** BEGIN Data shown **

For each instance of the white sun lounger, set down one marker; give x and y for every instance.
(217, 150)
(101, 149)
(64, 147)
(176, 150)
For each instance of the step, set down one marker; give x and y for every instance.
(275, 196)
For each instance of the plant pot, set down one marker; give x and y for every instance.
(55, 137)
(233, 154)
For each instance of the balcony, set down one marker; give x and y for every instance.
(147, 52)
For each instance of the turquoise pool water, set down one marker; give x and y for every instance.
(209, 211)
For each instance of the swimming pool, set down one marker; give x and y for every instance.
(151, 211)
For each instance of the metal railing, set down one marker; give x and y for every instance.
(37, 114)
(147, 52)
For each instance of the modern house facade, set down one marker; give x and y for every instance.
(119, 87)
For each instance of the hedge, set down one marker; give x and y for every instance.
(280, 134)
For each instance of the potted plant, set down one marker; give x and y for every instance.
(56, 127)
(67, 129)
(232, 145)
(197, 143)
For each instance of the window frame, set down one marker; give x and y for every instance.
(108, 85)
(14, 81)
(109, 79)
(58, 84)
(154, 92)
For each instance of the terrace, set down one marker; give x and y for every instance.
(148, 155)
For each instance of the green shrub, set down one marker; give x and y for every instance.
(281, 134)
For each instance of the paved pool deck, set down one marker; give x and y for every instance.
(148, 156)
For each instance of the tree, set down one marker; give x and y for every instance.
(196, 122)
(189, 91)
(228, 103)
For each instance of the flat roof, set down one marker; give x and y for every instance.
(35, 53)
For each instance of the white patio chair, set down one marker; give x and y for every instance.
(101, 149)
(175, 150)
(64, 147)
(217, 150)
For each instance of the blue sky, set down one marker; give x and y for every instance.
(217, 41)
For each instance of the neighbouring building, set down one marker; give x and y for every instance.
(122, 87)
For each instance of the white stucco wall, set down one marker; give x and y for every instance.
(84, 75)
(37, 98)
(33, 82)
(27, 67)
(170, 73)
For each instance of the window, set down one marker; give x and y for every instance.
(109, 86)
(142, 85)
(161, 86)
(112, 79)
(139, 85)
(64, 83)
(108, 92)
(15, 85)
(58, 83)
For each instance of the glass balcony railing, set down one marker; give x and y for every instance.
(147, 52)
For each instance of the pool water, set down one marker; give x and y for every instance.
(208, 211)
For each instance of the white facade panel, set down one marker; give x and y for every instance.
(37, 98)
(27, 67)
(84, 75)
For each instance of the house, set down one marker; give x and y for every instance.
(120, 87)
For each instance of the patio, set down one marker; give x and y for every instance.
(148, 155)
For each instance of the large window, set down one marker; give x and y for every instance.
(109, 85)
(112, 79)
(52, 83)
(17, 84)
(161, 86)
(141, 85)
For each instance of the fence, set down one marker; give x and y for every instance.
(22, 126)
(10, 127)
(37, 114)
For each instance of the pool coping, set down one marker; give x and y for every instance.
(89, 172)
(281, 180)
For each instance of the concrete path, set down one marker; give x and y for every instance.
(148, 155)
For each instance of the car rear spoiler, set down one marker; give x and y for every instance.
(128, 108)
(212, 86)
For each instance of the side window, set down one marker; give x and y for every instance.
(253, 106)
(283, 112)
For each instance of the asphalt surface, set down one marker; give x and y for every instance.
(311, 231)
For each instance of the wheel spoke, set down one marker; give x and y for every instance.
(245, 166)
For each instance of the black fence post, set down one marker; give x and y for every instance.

** END Data shown **

Given instruction – Extract the whole listing, character for character.

Response to this task –
For each instance of the white sun lounger, set down one marker; give x and y for every instance.
(217, 150)
(101, 149)
(64, 147)
(176, 150)
For each instance of the step, set down one marker; give x and y for every instance.
(275, 196)
For each instance of the plant pot, set down one marker; give x and y for every instance.
(55, 137)
(233, 154)
For each instance of the balcony, set down one marker; give x and y for every instance.
(147, 52)
For each instance of the turquoise pool water, set down one marker; give x and y for every instance.
(209, 211)
For each instance of the swimming pool, set down one marker; give x and y for every instance.
(151, 211)
For each instance of the metal railing, set down one marker; give x and y for every instance.
(37, 114)
(147, 52)
For each instance of the modern house facade, set down one marker; give x and y for every instance.
(119, 87)
For each instance of the hedge, set down one marker; give x and y for every instance.
(280, 134)
For each instance of the potted plant, set down one marker; give x and y for every instance.
(56, 127)
(67, 129)
(232, 145)
(197, 143)
For each instance of the window frame, set down one marker; give x and y for every instance.
(108, 85)
(14, 81)
(109, 79)
(58, 84)
(154, 92)
For each instance of the terrace, set down one marker; give x and y for every instance.
(148, 155)
For each instance of the green shrub, set down one marker; give x and y for every instance.
(281, 134)
For each instance of the paved pool deck, set down one marker; give x and y for every instance.
(148, 156)
For each instance of the tree, set down one marker; give x and y for every instance.
(196, 122)
(189, 91)
(228, 103)
For each instance of the flat roof, set down one marker; give x and y for every instance.
(35, 53)
For each instance of the white patio chair, set down one marker; give x and y for every instance.
(101, 149)
(175, 150)
(64, 147)
(217, 150)
For each instance of the blue sky, set down one marker; give x and y for every instance.
(217, 41)
For each instance of the neighbouring building, set down one marker; give x and y for every instance.
(122, 87)
For each instance of the white stucco wall, set down one marker; give x and y for every instance.
(84, 75)
(37, 98)
(33, 82)
(27, 67)
(170, 73)
For each instance of the window, set down one marker; give x and y for every instance.
(109, 86)
(142, 85)
(161, 86)
(112, 79)
(139, 85)
(64, 83)
(108, 92)
(15, 85)
(58, 83)
For each instance of the glass balcony railing, set down one marker; give x and y for every instance.
(147, 52)
For each instance of the pool water, set down one marker; give x and y for every instance.
(208, 211)
For each instance of the white facade panel, set down one marker; give x and y for every instance.
(37, 98)
(27, 67)
(84, 75)
For each instance of the house, set down one marker; give x and y for every instance.
(120, 87)
For each instance of the patio, set down one marker; give x and y for every instance.
(148, 155)
For each instance of the large window, set down one marker; give x and y for every instance.
(109, 85)
(112, 79)
(52, 83)
(17, 84)
(161, 86)
(141, 85)
For each instance of the fence, set down one marker; give x and y for every instance.
(22, 126)
(10, 127)
(37, 114)
For each instance of the pool coping, set down one marker; give x and y for every instance.
(89, 172)
(281, 180)
For each instance of the concrete path, set down one marker; give x and y for every instance.
(148, 155)
For each instance of the car rear spoiler, set down one marker; give x and y for every instance.
(128, 108)
(212, 86)
For each instance of the side window, set down one marker; give x and y for every instance.
(253, 106)
(283, 112)
For each instance of the asphalt surface, set down one marker; give x and y for every instance.
(311, 231)
For each instance of the wheel spoke, set down one marker; give x and y for every instance.
(245, 166)
For each instance of the black fence post, set down one marker; give x and y for every instance.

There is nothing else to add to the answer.